### [DATASET EXTRACT]
===============

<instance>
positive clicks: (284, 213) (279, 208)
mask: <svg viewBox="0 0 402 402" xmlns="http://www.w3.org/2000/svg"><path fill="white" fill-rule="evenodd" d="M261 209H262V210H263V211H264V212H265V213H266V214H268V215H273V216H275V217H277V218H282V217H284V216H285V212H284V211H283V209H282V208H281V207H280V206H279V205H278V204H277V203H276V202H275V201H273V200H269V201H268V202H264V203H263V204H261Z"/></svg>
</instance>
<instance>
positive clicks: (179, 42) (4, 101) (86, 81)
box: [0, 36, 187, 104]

===============

### [EXERCISE OBJECTIVE]
Copy the listing above line for line, without changing anything.

### [TASK RESPONSE]
<instance>
positive clicks: (284, 213) (279, 208)
mask: <svg viewBox="0 0 402 402" xmlns="http://www.w3.org/2000/svg"><path fill="white" fill-rule="evenodd" d="M261 209H262V210H263V211H264V212H265V213H266V214H268V215H273V216H275V217H277V218H282V217H284V216H285V212H284V211H283V209H282V208H281V207H280V206H279V205H278V204H277V203H276V202H275V201H273V200H269V201H268V202H264V203H263V204H261Z"/></svg>
</instance>
<instance>
positive clicks: (179, 42) (4, 101) (86, 81)
box: [0, 36, 187, 104]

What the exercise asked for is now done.